(Your objective) Leave out the images; return the rest of the data exactly.

[Records contained in a dataset]
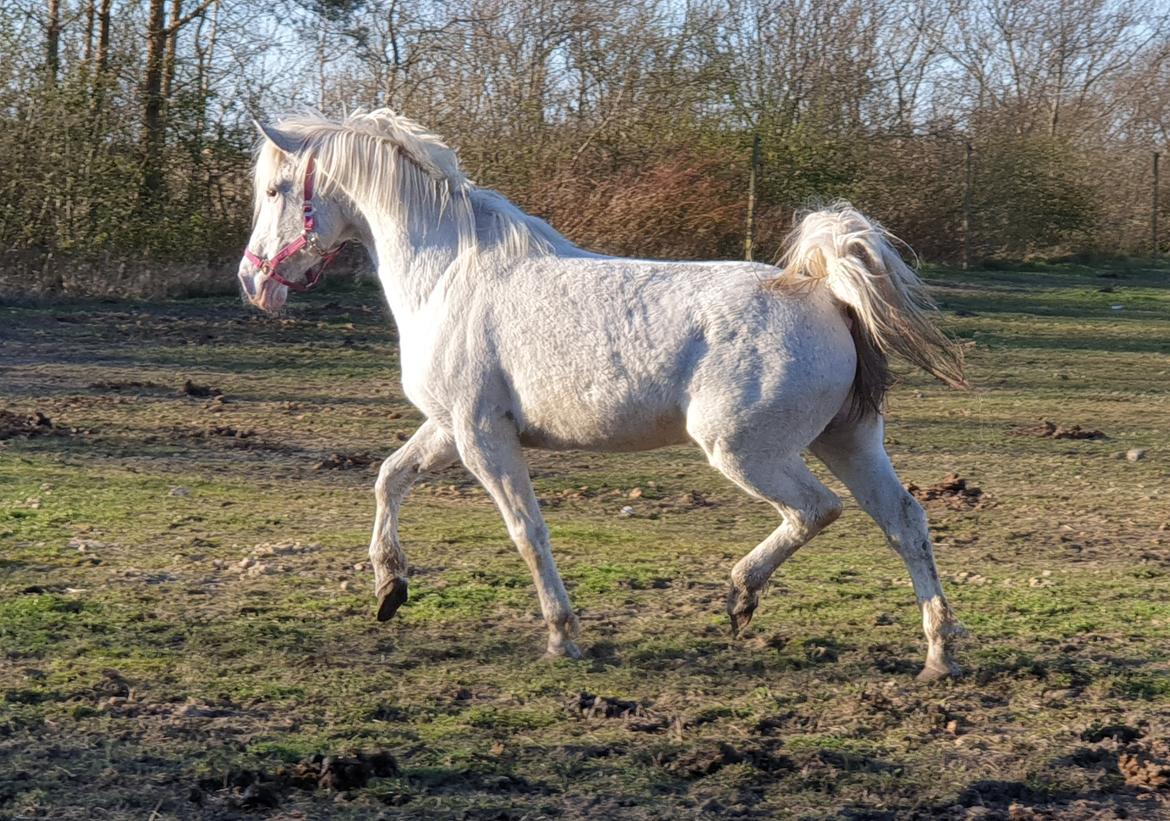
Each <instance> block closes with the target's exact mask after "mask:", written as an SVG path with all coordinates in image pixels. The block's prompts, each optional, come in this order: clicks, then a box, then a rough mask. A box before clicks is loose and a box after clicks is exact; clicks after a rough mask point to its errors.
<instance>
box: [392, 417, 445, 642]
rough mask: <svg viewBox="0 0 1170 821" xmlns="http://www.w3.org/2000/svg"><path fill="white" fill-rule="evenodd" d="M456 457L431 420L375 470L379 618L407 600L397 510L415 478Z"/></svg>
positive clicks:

(Written response)
Each <instance> block closes with the target's exact mask after "mask:", written as an SVG path with all coordinates in image pixels. The block's prompts, each optional, come in this order: clicks, then a box, then a rough mask. A box before clicks is loose and a box after clicks is exact; clicks after a rough mask point to its errors.
<instance>
box: [392, 417, 445, 642]
rough mask: <svg viewBox="0 0 1170 821" xmlns="http://www.w3.org/2000/svg"><path fill="white" fill-rule="evenodd" d="M456 457L431 420L375 470L379 618L407 600L397 510L415 478Z"/></svg>
positive clicks:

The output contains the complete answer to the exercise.